PROBLEM REQUIREMENTS:
Rename "Target" to "Object" in the part of the entries that opens with the line containing "of the cloud." and closes with the last line of the entries. Reproduce only that part, with nothing else changed.

— Start of EXERCISE INPUT —

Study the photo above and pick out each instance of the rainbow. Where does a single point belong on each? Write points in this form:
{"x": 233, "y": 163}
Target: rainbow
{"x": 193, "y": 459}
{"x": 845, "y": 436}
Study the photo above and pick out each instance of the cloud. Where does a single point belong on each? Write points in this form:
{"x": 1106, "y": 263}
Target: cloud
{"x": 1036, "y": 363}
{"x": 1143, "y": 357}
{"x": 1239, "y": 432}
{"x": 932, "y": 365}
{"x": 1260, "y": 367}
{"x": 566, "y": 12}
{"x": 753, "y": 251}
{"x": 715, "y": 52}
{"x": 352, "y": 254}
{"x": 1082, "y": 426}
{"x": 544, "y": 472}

— End of EXERCISE INPUT —

FINAL RESULT:
Study the photo above and pick out each instance of the cloud. Where does a single point belong on each? Write points in this form:
{"x": 1106, "y": 263}
Object: cloud
{"x": 1036, "y": 363}
{"x": 1143, "y": 357}
{"x": 1239, "y": 432}
{"x": 932, "y": 365}
{"x": 1260, "y": 367}
{"x": 566, "y": 12}
{"x": 753, "y": 251}
{"x": 715, "y": 52}
{"x": 352, "y": 254}
{"x": 1082, "y": 426}
{"x": 544, "y": 472}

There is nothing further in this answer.